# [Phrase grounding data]

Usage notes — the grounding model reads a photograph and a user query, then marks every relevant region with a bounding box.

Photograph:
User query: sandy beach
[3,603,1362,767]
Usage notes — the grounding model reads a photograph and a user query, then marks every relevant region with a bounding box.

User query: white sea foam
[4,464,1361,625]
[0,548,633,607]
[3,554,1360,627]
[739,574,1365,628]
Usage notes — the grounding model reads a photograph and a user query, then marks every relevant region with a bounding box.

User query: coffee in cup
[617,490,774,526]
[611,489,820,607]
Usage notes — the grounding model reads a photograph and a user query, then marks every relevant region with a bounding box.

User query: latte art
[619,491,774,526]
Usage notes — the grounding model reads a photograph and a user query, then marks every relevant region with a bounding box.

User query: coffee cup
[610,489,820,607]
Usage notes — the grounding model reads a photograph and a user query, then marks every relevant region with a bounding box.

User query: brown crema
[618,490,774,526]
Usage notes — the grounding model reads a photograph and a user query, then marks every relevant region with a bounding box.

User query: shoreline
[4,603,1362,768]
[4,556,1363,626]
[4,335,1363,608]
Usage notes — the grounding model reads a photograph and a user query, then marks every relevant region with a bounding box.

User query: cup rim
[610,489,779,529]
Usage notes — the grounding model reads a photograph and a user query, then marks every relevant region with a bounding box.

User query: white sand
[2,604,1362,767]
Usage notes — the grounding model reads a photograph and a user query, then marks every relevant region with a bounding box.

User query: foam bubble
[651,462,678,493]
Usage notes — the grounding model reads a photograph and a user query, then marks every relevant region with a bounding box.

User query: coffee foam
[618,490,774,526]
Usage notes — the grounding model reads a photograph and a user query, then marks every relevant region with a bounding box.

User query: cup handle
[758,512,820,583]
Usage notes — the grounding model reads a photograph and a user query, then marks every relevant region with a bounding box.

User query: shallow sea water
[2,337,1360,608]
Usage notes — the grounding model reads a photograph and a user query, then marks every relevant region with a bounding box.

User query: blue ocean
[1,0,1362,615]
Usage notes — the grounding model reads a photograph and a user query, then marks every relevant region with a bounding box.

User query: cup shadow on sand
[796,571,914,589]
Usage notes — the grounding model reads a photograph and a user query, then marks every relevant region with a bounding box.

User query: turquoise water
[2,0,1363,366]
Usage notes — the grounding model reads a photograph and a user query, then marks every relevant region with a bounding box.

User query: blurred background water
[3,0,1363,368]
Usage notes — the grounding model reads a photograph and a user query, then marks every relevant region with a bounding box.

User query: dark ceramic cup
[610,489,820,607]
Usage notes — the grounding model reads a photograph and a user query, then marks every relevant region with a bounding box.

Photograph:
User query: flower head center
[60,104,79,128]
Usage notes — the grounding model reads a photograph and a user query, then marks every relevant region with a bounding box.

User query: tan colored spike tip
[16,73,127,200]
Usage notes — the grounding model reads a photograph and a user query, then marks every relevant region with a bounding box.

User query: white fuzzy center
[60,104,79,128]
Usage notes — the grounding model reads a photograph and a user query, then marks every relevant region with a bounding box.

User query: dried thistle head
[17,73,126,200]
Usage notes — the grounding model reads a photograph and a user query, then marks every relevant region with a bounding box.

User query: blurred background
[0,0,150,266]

...

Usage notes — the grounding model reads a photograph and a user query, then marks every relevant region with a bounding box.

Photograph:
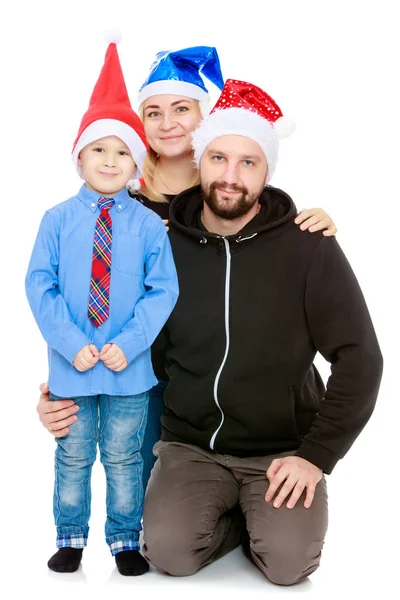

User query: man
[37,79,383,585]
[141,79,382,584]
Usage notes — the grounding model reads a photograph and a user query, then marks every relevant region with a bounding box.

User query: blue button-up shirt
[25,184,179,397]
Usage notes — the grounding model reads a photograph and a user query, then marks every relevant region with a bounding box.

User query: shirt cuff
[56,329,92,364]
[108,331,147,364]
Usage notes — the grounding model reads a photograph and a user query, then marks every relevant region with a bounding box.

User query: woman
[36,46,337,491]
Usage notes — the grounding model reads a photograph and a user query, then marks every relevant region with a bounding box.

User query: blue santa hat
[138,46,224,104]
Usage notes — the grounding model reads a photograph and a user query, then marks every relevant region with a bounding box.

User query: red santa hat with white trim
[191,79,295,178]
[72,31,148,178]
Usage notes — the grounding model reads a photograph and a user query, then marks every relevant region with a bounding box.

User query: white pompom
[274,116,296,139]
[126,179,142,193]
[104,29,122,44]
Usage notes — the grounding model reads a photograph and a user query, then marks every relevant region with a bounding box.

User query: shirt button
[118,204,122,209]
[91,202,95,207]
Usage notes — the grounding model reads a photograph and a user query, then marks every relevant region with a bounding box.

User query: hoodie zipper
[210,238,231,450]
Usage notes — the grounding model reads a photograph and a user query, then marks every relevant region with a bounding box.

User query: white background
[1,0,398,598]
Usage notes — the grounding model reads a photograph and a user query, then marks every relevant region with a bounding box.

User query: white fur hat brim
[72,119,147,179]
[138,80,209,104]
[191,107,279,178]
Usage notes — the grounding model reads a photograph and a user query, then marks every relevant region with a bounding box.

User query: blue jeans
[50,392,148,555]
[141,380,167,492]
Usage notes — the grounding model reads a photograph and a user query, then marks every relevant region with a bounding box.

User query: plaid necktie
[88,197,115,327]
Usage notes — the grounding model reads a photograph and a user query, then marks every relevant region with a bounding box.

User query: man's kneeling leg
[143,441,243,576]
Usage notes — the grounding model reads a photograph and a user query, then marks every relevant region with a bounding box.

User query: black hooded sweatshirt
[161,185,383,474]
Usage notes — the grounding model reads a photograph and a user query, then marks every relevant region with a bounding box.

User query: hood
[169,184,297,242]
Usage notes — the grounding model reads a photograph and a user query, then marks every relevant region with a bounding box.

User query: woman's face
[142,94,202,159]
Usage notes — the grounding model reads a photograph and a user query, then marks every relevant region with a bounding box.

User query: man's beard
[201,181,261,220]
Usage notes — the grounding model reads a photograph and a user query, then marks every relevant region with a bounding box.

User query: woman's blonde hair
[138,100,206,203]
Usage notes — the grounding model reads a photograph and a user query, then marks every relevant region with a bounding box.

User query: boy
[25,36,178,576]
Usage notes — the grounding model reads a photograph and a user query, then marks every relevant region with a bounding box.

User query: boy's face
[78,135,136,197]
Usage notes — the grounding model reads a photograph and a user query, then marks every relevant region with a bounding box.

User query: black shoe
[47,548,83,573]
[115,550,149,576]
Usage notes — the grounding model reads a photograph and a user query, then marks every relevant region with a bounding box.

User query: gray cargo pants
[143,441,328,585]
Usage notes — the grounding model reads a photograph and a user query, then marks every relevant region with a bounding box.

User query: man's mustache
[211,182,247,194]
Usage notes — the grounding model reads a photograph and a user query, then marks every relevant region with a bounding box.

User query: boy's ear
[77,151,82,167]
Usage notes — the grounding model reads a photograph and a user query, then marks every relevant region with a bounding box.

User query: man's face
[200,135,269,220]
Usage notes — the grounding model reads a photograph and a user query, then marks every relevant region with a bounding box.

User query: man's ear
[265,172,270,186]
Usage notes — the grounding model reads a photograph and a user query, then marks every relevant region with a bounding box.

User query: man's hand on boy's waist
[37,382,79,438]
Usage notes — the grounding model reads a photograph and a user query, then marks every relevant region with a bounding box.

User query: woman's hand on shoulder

---

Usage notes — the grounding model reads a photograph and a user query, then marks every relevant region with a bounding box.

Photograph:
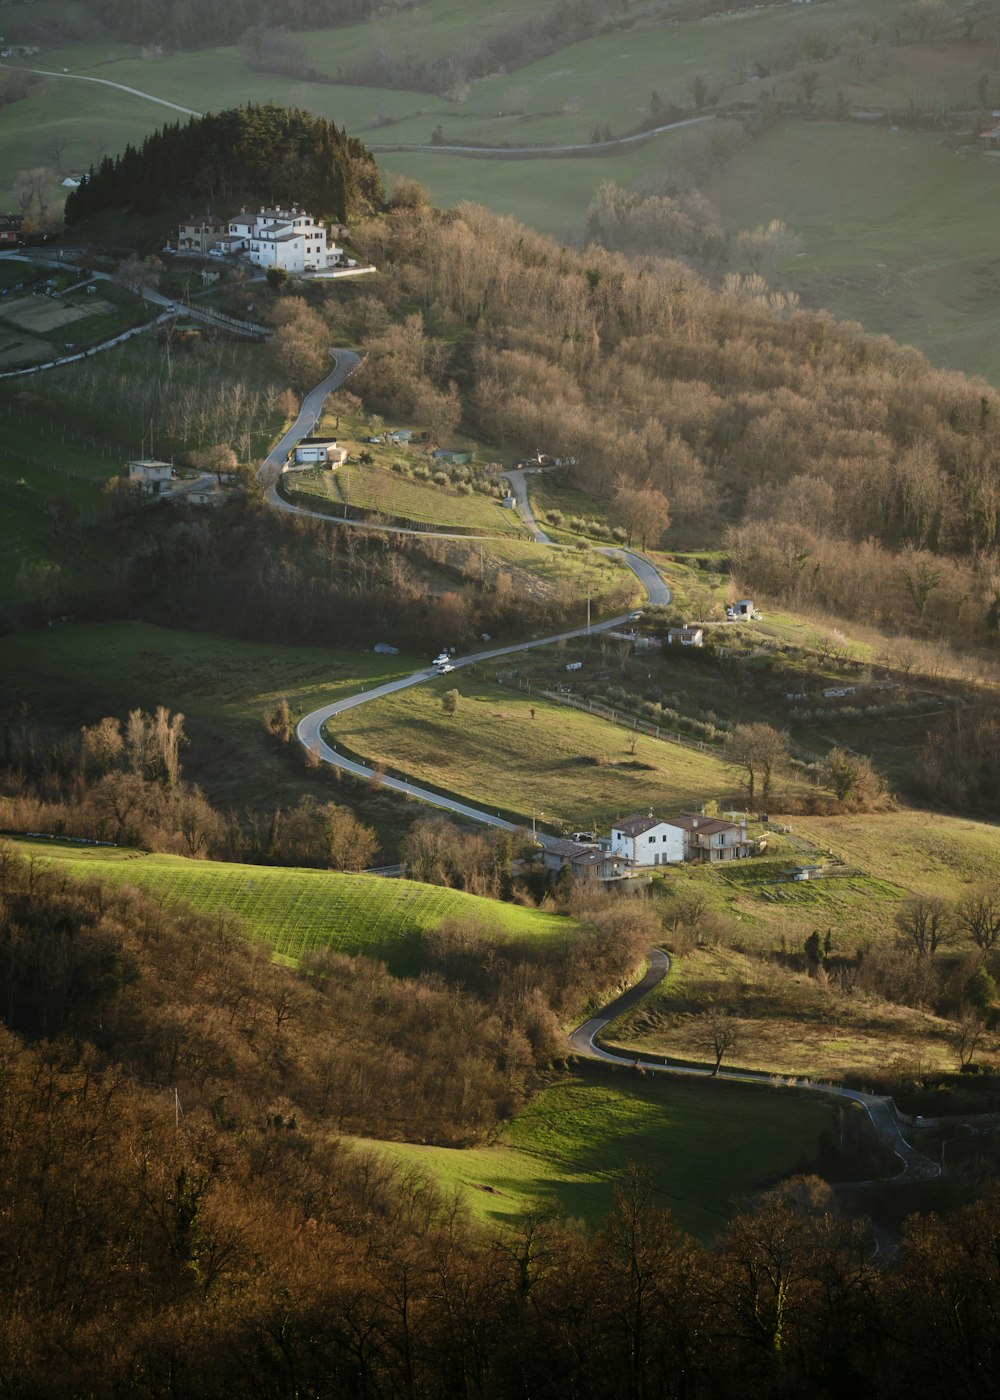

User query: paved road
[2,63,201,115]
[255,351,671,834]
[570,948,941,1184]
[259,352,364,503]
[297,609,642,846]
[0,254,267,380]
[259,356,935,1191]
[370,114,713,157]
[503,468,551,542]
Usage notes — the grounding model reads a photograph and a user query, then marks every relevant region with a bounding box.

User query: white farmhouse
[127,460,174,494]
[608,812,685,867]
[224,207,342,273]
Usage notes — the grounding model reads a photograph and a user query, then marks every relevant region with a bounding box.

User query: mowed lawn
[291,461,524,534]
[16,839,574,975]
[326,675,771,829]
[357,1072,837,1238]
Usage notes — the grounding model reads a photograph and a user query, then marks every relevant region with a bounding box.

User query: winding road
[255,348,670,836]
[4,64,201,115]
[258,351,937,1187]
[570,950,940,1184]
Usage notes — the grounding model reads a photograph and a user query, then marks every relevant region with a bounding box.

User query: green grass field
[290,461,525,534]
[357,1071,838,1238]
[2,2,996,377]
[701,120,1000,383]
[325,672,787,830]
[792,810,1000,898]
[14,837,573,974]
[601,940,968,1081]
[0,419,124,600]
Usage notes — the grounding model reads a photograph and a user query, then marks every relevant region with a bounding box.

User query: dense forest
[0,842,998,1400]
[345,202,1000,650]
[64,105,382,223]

# [Task details]
Set down, unchanged, only those lines above that fall between the line with "User query: man's ear" and the line with "User query: woman's hand on shoulder", the two end lines included.

# [Reply]
User query: man's ear
[265,172,270,186]
Usage notes — the grounding model reads a photograph and a user query, then marks every relevant region with a bounding box.

User query: man's hand on boy's waist
[37,382,79,438]
Usage notes — the grounding model reads a photograph and a user query, then marks every relevant region with a bounding box.

User query: woman's hand on shoulder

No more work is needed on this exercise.